▶ _DIRECTIONS_
Across the whole listing, filter for the string "below" and copy every line that has it.

▶ _DATASET EXCERPTS_
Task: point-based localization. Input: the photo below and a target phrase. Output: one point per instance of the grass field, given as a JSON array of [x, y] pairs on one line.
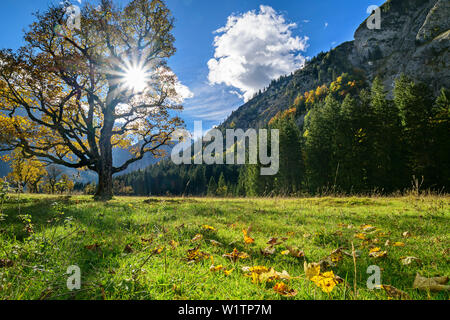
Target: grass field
[[137, 248]]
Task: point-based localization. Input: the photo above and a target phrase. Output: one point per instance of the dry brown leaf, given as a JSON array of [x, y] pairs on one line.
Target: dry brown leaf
[[431, 284], [311, 269], [275, 242], [93, 247], [268, 251], [144, 240], [195, 255], [215, 243], [296, 252], [284, 290], [236, 255], [408, 260], [6, 263], [197, 237], [406, 234]]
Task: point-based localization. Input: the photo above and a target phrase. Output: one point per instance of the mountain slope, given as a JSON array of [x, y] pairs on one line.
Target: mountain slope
[[413, 39]]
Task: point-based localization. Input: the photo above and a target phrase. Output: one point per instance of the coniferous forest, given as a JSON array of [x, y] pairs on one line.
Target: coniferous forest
[[346, 137]]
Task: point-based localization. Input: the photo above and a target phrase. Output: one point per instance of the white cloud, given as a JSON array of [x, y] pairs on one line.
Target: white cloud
[[183, 91], [255, 48]]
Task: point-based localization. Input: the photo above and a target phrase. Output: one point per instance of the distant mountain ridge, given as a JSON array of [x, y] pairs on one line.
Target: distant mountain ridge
[[413, 39]]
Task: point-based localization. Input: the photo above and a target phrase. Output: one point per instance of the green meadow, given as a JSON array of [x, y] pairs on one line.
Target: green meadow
[[176, 248]]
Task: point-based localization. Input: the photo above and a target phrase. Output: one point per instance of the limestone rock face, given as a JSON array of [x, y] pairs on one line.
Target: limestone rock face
[[413, 39], [436, 23]]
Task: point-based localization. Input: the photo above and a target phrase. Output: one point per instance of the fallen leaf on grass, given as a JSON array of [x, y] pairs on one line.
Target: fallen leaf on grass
[[144, 240], [197, 237], [326, 281], [282, 289], [261, 274], [228, 272], [195, 255], [408, 260], [406, 234], [431, 284], [128, 249], [368, 228], [214, 268], [361, 236], [268, 251], [208, 228], [173, 244], [6, 263], [158, 250], [247, 238], [311, 269], [93, 247], [215, 243], [398, 244], [275, 242], [236, 255], [377, 253], [296, 252]]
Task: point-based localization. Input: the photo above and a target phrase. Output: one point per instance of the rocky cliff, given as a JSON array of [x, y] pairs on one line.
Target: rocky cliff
[[414, 39]]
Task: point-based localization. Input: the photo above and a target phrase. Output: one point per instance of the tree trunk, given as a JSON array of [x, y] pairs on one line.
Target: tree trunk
[[105, 184], [105, 163]]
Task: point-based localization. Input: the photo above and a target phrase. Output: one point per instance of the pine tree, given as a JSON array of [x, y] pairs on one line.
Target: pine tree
[[387, 148], [222, 189], [415, 103]]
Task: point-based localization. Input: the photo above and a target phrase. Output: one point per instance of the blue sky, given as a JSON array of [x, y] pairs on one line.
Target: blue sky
[[326, 23]]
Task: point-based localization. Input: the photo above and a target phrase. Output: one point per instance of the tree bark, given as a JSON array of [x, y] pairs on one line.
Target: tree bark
[[105, 183], [105, 163]]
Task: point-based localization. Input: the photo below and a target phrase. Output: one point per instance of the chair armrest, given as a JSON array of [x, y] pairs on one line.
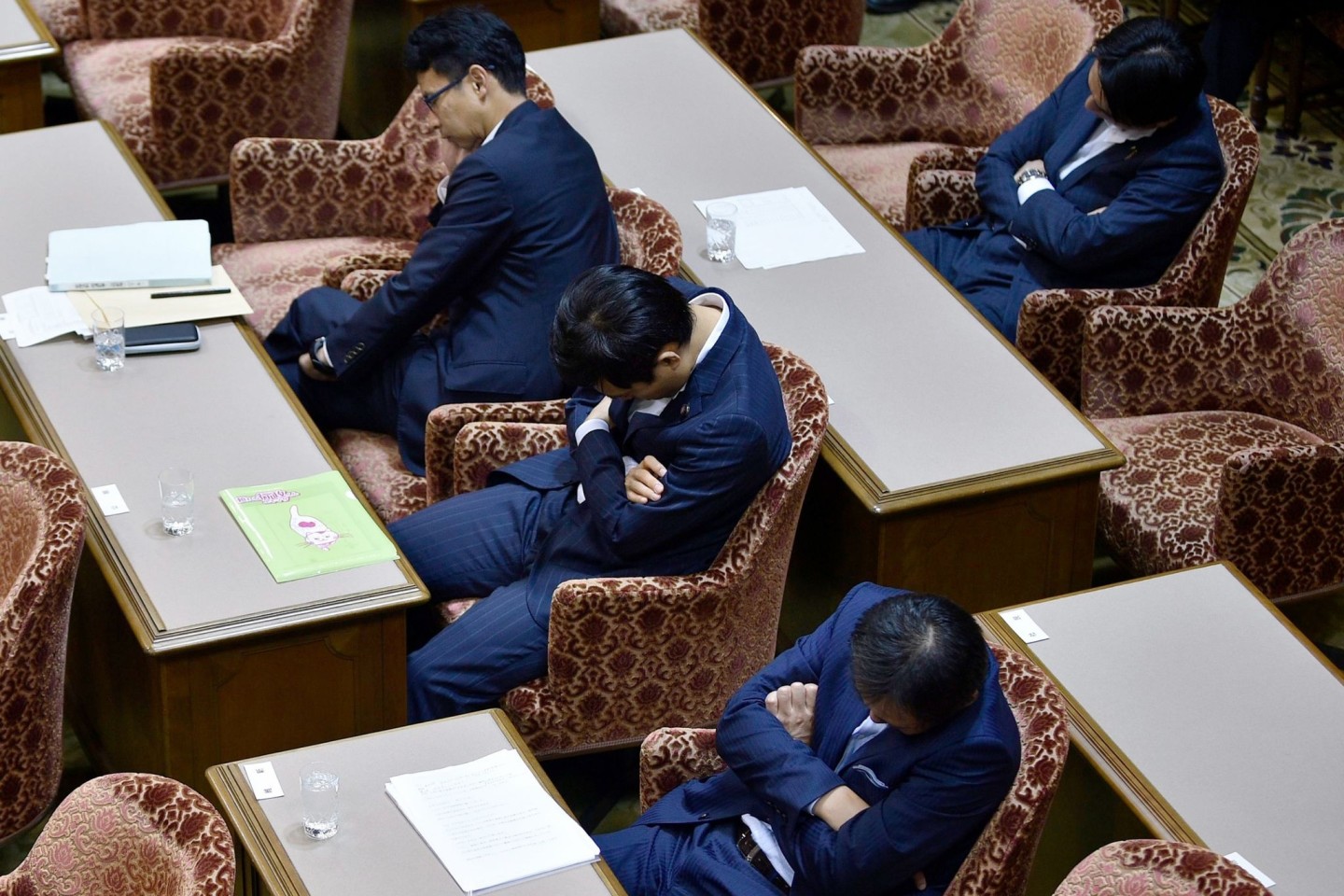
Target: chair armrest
[[671, 757], [868, 94], [1157, 360], [446, 421], [1280, 517]]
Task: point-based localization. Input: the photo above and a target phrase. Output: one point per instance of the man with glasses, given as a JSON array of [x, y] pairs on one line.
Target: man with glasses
[[516, 220], [1099, 187]]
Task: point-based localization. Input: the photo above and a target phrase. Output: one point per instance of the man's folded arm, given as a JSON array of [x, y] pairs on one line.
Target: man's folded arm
[[455, 251], [714, 471]]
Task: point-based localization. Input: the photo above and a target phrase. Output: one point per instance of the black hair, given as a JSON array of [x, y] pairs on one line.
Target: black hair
[[1149, 70], [452, 42], [921, 651], [611, 324]]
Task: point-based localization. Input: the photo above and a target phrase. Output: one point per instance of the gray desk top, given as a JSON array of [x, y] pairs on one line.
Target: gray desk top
[[217, 412], [928, 400], [375, 844], [1195, 682]]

▶ _RESULT OF THE EXERCISE_
Task: point-based localization. Input: the photo below and a target phrase. Output: one point per instance of the grass field, given as a JSON array of [x, y] pairs on one line.
Task: point-based localization. Input: the photo below and a target phrase. Output: one point per instance of the chair armrest, given as a JSON array of [x, y] pairs on one line.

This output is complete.